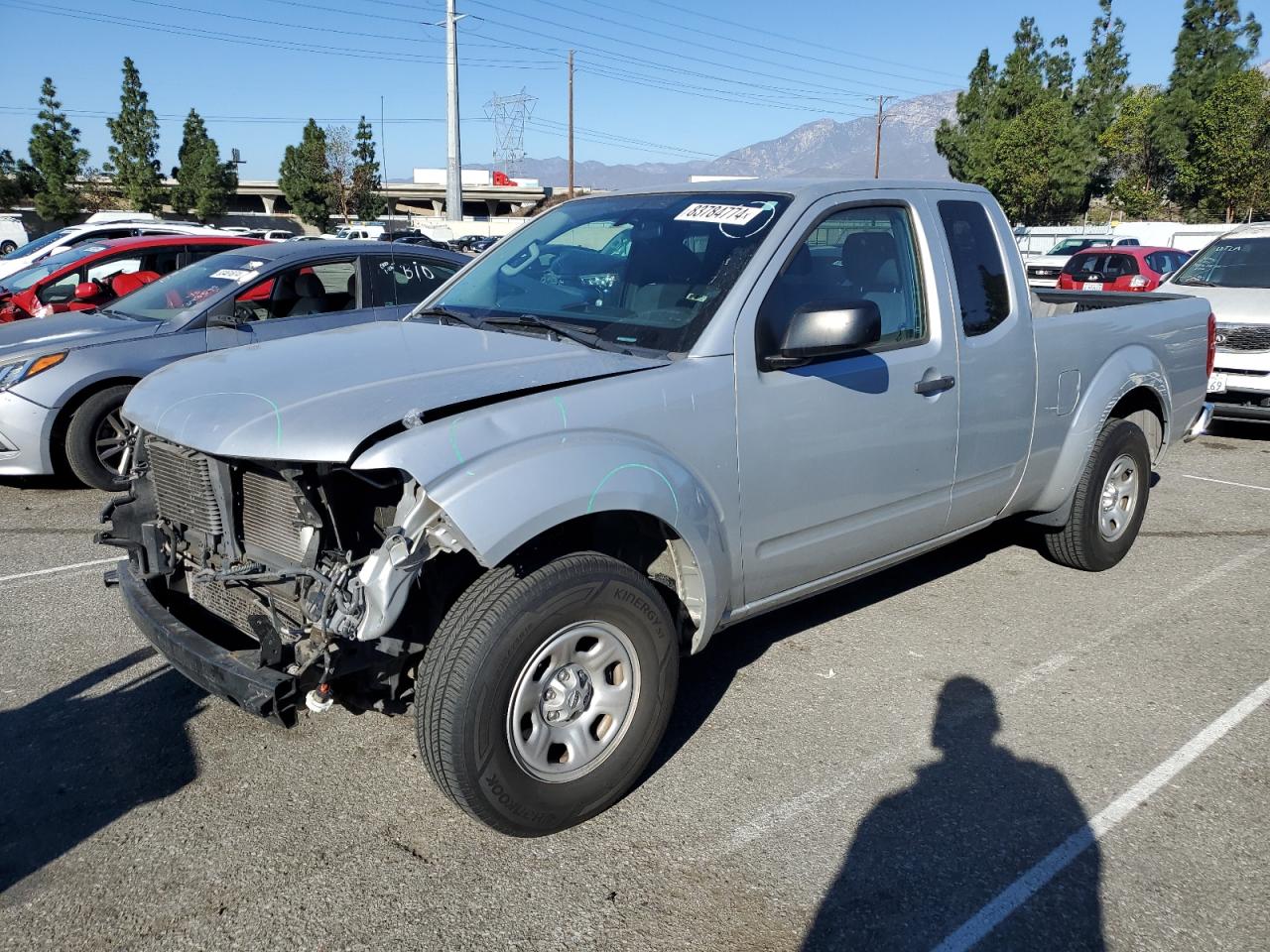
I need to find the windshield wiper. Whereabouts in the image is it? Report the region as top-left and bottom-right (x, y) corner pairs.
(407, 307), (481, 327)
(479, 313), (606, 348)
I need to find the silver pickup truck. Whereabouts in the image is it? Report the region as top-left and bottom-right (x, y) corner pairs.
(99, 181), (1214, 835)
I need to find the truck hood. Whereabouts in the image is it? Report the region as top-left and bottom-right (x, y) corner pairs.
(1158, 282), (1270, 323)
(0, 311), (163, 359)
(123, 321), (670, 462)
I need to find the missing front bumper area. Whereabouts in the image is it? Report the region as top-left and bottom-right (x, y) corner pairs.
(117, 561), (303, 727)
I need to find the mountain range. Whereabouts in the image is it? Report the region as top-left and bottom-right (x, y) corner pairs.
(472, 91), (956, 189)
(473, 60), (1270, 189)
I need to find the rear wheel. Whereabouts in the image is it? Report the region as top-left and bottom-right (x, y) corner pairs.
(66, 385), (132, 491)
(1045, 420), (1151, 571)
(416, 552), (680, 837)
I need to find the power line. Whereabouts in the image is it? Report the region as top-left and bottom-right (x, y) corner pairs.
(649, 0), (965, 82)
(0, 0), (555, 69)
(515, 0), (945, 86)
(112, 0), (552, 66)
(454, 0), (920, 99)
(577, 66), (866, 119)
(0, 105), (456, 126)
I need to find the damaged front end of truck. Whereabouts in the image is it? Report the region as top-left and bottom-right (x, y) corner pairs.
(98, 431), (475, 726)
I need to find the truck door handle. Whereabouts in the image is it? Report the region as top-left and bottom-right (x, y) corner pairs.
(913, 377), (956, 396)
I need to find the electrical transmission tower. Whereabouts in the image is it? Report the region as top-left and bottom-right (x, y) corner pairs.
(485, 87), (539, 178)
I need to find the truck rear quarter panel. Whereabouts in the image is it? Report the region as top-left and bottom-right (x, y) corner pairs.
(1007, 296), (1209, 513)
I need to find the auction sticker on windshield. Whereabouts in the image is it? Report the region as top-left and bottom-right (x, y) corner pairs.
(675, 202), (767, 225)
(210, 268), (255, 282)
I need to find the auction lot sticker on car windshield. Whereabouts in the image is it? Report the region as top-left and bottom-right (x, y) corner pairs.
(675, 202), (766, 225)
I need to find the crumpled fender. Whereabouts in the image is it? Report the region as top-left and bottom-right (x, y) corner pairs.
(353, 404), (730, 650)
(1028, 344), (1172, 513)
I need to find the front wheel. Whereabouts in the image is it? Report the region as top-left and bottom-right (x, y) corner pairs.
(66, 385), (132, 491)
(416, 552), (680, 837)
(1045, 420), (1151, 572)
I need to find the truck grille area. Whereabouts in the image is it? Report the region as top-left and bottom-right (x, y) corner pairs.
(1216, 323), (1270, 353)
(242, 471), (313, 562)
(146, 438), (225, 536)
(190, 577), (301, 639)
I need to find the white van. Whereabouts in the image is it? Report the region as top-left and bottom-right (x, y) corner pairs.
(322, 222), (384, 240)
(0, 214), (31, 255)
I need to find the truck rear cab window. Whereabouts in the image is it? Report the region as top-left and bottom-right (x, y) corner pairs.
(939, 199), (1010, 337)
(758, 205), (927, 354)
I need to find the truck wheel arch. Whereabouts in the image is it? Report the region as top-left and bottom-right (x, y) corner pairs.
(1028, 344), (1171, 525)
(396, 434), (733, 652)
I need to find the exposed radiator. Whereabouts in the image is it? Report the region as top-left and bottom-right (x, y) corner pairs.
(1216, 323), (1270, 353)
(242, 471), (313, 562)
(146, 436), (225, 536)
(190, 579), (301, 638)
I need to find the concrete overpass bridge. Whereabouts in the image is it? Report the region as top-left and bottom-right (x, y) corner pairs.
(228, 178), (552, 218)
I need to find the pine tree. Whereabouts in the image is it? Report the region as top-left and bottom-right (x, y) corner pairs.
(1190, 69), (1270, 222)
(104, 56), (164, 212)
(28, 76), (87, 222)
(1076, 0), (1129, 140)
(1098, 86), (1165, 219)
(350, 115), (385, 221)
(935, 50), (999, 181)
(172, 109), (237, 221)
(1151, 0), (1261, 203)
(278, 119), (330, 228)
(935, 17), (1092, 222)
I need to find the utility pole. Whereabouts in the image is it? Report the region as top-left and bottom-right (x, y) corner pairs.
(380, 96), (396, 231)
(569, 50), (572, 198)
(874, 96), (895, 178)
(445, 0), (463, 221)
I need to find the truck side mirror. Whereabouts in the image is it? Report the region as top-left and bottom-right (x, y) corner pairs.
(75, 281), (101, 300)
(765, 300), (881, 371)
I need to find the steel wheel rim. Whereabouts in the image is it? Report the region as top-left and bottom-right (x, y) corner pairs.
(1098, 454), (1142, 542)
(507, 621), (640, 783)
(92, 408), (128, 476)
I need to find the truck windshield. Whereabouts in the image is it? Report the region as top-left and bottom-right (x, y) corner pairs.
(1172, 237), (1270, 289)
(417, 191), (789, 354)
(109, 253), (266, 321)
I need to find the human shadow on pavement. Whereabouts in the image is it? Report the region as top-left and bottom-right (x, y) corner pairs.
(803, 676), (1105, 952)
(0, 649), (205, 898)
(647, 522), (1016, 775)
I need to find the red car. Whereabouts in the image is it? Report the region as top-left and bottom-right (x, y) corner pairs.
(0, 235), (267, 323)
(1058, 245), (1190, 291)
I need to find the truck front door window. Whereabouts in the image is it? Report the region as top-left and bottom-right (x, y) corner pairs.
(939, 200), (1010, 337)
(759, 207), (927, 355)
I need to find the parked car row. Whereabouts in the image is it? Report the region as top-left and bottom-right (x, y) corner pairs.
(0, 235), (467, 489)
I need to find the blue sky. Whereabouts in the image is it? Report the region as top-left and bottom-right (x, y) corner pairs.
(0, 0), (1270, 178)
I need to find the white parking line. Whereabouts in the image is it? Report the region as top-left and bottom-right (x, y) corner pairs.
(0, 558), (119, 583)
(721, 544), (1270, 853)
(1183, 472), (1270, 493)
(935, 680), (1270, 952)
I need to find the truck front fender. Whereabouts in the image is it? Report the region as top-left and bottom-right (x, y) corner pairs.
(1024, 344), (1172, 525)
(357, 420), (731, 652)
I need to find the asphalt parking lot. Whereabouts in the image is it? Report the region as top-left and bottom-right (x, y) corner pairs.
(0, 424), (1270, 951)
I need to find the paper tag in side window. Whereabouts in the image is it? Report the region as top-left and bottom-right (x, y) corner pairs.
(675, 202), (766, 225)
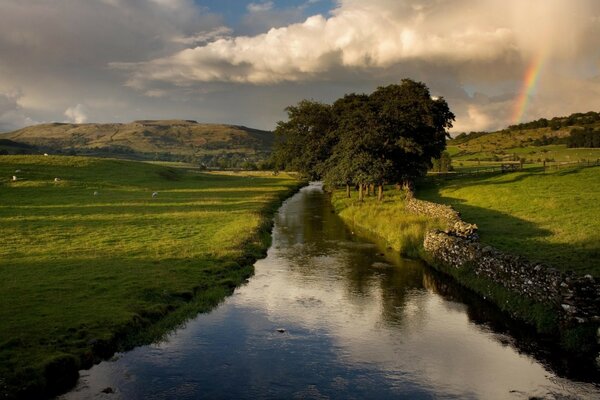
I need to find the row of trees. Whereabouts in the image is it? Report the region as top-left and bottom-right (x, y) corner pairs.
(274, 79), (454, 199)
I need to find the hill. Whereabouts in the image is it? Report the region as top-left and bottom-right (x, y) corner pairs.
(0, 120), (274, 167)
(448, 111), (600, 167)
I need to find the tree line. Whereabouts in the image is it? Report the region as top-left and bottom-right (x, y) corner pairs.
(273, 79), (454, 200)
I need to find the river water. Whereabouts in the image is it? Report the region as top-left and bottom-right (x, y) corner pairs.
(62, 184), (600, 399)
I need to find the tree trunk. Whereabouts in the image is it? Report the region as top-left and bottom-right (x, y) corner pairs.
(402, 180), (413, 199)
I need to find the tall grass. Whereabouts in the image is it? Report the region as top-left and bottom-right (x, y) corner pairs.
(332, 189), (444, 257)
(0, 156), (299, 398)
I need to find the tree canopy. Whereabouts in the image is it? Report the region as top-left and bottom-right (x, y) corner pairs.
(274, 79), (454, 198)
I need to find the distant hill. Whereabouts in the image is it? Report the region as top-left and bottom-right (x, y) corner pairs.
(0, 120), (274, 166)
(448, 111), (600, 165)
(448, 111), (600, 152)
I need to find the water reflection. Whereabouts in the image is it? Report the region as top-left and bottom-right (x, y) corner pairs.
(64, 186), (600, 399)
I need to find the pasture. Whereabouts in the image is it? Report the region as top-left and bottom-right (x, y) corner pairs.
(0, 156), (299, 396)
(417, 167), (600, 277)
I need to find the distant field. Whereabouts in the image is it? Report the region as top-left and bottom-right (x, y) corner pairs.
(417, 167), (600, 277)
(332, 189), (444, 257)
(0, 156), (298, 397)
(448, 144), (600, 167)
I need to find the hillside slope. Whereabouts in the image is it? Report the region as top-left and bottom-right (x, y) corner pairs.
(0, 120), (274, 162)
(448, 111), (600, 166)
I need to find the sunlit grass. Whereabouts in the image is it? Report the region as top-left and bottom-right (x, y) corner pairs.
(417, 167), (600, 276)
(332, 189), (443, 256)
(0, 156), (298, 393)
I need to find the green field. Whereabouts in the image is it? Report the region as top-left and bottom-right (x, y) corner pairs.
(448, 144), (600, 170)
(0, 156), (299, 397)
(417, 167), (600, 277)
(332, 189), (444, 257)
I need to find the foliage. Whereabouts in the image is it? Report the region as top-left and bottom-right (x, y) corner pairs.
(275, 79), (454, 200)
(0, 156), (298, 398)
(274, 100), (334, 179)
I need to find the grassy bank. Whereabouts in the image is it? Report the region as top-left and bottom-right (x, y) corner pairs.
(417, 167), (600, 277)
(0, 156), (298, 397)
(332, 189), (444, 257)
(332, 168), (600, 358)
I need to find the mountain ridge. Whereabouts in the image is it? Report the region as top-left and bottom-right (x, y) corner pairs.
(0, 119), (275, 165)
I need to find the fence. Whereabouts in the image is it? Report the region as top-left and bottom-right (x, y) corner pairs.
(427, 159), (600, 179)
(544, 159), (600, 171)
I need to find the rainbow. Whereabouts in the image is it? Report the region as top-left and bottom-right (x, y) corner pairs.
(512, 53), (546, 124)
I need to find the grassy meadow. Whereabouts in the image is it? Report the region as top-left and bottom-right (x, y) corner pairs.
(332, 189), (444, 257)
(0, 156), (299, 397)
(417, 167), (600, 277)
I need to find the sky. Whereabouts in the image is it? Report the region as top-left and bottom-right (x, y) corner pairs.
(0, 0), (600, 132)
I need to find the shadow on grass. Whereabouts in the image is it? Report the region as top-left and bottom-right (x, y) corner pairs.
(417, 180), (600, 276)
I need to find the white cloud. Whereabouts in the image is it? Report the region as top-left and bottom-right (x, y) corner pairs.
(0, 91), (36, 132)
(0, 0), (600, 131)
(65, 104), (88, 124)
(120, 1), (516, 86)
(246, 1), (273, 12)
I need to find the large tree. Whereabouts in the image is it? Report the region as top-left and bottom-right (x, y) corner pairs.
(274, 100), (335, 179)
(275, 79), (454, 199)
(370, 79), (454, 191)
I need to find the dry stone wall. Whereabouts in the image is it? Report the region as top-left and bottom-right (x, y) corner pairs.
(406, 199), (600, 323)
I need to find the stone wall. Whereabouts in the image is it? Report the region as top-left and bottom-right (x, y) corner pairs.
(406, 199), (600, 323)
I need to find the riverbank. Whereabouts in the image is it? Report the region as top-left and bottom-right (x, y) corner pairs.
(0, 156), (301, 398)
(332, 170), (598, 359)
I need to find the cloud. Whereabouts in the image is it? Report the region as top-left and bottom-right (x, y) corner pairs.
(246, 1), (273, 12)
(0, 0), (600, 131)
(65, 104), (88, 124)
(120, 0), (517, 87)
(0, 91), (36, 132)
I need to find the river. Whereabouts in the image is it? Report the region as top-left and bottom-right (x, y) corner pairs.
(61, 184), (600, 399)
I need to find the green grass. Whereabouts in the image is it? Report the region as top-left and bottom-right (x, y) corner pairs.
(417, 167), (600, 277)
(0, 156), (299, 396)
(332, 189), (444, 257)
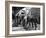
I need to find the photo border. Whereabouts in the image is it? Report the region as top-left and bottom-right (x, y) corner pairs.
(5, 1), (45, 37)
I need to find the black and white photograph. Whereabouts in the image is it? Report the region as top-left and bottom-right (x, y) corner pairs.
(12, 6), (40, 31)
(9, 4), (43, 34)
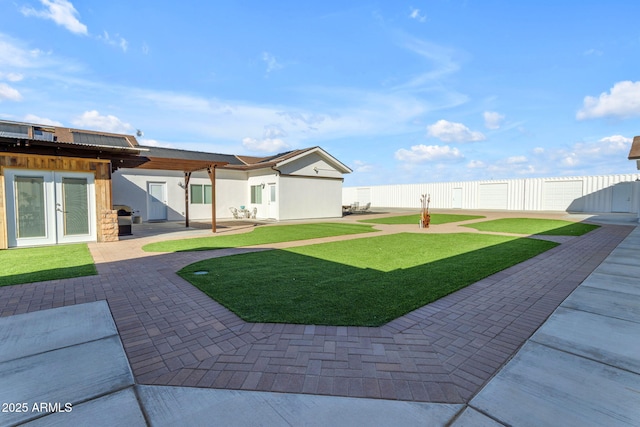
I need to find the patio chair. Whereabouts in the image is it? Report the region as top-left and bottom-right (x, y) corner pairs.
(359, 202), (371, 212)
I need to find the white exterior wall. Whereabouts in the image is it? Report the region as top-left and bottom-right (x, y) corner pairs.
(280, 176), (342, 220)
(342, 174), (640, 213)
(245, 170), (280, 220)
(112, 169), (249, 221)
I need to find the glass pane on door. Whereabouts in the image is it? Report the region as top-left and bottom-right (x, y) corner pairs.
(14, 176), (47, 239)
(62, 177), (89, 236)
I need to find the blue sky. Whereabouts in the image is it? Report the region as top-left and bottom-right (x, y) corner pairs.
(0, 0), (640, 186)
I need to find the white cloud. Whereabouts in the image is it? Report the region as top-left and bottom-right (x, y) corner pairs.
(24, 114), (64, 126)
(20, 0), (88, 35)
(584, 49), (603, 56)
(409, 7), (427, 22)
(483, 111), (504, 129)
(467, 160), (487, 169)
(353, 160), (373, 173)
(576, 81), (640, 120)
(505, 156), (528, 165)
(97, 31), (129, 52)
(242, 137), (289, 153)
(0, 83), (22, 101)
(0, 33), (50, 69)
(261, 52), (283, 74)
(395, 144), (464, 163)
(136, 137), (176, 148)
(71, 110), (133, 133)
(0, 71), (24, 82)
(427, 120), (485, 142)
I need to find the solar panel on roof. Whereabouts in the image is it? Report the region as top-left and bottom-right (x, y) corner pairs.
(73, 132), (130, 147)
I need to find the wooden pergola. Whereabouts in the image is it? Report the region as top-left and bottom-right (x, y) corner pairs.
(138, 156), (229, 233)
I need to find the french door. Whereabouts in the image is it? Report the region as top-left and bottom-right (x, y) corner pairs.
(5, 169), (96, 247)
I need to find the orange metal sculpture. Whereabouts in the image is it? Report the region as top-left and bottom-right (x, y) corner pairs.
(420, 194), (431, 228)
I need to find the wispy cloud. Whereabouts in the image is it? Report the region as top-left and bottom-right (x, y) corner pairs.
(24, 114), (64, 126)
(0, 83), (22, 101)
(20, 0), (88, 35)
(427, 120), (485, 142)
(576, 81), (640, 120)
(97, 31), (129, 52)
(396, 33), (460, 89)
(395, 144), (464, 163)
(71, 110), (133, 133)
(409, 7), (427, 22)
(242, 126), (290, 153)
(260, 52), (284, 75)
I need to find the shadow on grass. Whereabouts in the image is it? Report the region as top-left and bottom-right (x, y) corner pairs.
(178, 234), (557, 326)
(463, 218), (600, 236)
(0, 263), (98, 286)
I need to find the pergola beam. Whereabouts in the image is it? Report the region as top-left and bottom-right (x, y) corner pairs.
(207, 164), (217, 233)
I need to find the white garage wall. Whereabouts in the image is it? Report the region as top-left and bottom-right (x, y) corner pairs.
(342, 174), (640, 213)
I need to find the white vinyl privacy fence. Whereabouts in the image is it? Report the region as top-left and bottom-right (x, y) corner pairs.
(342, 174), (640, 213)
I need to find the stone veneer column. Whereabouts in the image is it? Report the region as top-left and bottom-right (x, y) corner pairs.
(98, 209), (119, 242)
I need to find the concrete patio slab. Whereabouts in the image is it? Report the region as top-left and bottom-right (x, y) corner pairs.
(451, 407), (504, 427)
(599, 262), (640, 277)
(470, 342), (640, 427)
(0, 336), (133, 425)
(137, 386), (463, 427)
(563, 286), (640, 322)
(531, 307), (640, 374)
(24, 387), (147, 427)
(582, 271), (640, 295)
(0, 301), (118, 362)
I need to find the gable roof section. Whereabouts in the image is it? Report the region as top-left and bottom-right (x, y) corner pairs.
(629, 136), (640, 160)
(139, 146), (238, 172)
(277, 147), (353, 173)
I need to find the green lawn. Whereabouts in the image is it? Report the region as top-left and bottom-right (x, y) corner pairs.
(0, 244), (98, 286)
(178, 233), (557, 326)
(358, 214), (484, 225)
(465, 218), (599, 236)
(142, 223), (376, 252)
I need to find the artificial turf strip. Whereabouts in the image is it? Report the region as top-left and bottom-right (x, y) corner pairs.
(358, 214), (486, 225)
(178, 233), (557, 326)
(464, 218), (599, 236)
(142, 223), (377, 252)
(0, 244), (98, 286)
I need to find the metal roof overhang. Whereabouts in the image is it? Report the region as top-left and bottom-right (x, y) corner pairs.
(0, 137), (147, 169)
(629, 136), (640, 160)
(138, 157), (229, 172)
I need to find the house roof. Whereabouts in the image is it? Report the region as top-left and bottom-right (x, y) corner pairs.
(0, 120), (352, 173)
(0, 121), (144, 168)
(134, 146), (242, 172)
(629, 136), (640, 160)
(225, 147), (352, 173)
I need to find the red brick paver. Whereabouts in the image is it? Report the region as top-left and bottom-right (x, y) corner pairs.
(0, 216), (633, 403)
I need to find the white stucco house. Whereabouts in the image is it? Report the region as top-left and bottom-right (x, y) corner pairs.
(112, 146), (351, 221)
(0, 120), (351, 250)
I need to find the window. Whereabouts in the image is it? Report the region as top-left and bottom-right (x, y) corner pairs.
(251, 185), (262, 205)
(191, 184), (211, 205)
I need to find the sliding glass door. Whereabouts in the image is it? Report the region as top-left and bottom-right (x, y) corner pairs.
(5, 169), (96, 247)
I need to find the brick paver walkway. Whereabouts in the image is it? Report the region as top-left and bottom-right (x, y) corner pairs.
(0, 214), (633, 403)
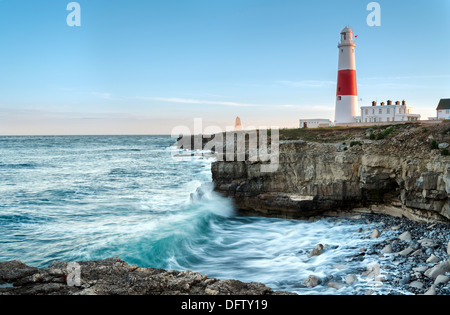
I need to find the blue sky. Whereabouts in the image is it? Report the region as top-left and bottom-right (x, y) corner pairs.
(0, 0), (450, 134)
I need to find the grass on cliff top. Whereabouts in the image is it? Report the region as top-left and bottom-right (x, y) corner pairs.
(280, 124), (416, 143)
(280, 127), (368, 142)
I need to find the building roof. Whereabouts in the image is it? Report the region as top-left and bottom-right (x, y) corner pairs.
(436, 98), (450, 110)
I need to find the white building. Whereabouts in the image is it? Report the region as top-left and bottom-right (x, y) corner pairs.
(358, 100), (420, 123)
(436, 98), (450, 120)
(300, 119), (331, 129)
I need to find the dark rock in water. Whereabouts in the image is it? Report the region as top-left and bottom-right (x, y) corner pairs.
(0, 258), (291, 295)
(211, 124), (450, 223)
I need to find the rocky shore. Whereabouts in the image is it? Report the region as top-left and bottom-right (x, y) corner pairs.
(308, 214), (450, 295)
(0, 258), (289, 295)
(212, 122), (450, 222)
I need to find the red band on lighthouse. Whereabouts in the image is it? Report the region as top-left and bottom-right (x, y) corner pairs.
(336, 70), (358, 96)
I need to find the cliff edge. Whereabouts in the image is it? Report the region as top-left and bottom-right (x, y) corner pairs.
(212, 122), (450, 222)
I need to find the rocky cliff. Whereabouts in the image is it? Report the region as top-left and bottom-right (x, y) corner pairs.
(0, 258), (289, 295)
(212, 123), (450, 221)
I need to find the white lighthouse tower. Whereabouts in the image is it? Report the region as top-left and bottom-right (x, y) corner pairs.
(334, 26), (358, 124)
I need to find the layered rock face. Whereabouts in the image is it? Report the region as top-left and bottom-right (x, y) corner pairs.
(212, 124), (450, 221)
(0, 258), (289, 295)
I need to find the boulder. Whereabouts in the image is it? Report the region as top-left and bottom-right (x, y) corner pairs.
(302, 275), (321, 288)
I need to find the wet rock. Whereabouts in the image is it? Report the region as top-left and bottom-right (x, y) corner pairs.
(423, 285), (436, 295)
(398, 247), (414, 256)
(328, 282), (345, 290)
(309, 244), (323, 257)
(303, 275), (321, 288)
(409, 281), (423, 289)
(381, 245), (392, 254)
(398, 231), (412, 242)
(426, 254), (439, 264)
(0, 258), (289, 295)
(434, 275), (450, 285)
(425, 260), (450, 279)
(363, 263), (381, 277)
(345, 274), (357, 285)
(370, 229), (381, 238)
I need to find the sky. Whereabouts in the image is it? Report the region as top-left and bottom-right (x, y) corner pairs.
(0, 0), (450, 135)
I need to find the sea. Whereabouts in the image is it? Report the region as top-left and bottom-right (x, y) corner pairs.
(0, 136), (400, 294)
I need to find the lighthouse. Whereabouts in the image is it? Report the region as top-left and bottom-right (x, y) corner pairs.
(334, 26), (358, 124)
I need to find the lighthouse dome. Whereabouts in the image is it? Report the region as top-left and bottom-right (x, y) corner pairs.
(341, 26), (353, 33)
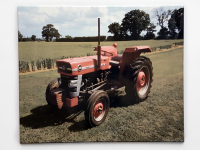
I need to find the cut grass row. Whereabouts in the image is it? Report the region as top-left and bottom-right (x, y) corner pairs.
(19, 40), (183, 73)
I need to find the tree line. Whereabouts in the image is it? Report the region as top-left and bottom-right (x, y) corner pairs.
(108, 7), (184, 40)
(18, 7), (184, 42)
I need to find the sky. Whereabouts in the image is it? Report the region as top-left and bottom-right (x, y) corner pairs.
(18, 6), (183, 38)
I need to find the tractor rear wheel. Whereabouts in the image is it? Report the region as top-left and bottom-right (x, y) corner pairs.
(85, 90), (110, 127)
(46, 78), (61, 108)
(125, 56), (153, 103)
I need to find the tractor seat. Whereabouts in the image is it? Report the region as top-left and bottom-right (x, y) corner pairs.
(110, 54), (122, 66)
====
#### What to work on
Tally the lines of the entries above that contain the word "field". Give only the number.

#### Completed task
2